## [STATED GOAL 1]
Summarize the soft pretzel post in two sentences.
## [STATED GOAL 2]
In the soft pretzel post, how long should the covered dough sit in a warm place?

** Start PROVIDED PASSAGE **

So, I have been wanting to make soft pretzels forever but I have been scared and a tad overwhelmed by the process. Now that I finally bit the bullet and made them, I’m pretty mad at myself for waiting so long. There is only one extra step from just making regular ole’ bread and they can even be made up, frozen and finished at a later date. Homemade soft pretzels in the freezer, ready whenever the craving strikes? Yes please! I plan on making up a batch or two before baby is born (I better hurry up, less than 3 weeks left!) to have on hand.
I made these as part of our Labor Day feast and we ended up with one leftover. Frankly, I’m surprised we had any leftover. I sent it home with my parents because I knew I would inhale it by the end of the day and I really didn’t need any more carbs. My mom made a hot ham and cheese sandwich with it the next day and she said it was glorious.
These would be just perfect to serve at the game, especially with the spicy, bright cheddar cheese sauce. Who doesn’t love a good dipper while watching the game? And if you didn’t want to make full-sized pretzels, you could simply roll the dough into ropes and slice into bite-size nuggets for easier snacking. Delicious, buttery, chewy goodness is just waiting for you. I can’t stop dreaming about them.
- 1 1/2 cups warm water (110 to 115 degrees F)
- 1 Tbsp. sugar
- 2 tsp. kosher salt
- 2 1/4 tsp. instant yeast
- 22 oz. all-purpose flour, approximately 4 1/2 cups
- 2 oz. unsalted butter, melted
- 10 cups water
- 2/3 cup baking soda
- 2 Tbsp. butter, melted
- Pretzel, Kosher, or course sea salt
- 2 small jalapeño peppers
- 2 tbsp unsalted butter
- 2 tbsp all-purpose flour
- 1 cup milk
- 8 oz. extra sharp cheddar cheese, shredded
- 1/4 cup cilantro, chopped
- Kosher salt
- To make the pretzel dough: In the bowl of a stand mixer fitted with the paddle attachment, mix together the water, sugar, yeast, and salt on low speed for 10 seconds. Switch to the dough hook and add the flour and butter. Mix on low speed until well combined. Change to medium speed and knead until the dough is smooth and pulls away from the side of the bowl, approximately 4 to 5 minutes. Remove the dough from the bowl and transfer it to a lightly oiled bowl. Cover the bowl tightly with plastic wrap and set it in a warm place for approximately 50 to 55 minutes or until the dough has doubled in size.

** End PROVIDED PASSAGE **
** Start SUPPLIED MATERIAL **

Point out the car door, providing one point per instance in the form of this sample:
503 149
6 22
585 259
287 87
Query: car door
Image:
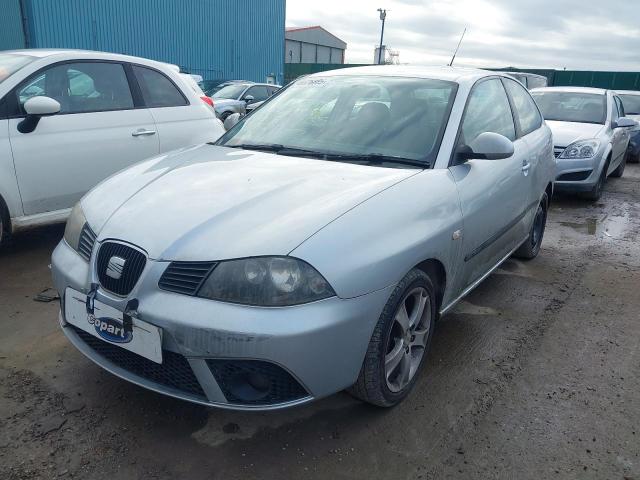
529 128
98 131
179 122
493 193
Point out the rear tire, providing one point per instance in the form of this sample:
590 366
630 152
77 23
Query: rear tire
617 173
531 247
400 342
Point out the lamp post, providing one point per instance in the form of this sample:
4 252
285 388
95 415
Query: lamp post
383 16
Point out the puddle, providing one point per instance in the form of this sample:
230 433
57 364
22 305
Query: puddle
609 226
466 308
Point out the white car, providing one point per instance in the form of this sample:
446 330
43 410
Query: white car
590 136
71 118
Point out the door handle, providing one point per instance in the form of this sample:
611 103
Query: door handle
142 133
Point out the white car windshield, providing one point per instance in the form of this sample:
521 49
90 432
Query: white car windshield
572 106
231 92
352 115
631 104
10 64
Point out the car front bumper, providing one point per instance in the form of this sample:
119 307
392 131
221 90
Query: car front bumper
579 175
209 347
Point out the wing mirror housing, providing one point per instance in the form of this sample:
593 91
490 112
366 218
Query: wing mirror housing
486 146
231 121
36 108
624 122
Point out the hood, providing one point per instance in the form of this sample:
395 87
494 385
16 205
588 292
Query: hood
215 203
565 133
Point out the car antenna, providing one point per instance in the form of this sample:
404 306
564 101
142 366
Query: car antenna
456 51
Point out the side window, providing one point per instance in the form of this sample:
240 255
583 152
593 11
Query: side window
157 89
620 107
526 109
488 110
81 87
259 93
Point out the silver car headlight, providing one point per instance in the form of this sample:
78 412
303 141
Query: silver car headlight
75 223
266 282
581 149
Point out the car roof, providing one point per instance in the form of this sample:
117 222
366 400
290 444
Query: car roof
75 54
596 91
453 74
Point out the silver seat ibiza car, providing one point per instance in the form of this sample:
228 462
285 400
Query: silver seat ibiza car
313 247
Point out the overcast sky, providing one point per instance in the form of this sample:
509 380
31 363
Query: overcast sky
572 34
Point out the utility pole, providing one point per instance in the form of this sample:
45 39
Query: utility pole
383 16
458 47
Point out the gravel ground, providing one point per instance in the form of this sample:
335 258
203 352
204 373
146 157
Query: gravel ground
535 375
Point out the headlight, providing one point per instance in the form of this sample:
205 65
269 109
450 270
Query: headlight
266 281
581 149
74 226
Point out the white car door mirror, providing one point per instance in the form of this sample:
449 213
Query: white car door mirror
624 122
486 146
36 108
231 121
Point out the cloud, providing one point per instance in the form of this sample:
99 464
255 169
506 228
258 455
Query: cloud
572 34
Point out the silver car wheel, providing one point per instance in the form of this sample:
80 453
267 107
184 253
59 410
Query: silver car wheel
408 339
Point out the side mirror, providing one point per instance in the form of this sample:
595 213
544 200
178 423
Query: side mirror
624 122
231 121
36 108
486 146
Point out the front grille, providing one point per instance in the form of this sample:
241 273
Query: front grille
174 371
134 262
185 277
235 376
87 241
574 176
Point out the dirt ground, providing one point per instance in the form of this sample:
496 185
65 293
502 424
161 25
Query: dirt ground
535 375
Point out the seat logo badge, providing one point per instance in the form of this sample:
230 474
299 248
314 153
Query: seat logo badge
115 267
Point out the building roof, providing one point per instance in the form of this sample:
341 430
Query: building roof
315 34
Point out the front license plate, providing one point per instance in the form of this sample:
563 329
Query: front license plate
106 323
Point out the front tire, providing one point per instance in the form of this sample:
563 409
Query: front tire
531 247
617 173
400 342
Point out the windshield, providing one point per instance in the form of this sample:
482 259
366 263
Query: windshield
572 106
344 115
230 91
10 64
631 104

** End SUPPLIED MATERIAL **

## [EXERCISE OUTPUT 1]
After long hesitation, the writer finally made soft pretzels and found they need only one extra step beyond regular bread and can be frozen and finished later. The post suggests serving them at the game with a spicy cheddar cheese sauce, then lists the ingredients and the first step for making the dough.

## [EXERCISE OUTPUT 2]
Approximately 50 to 55 minutes, or until the dough has doubled in size.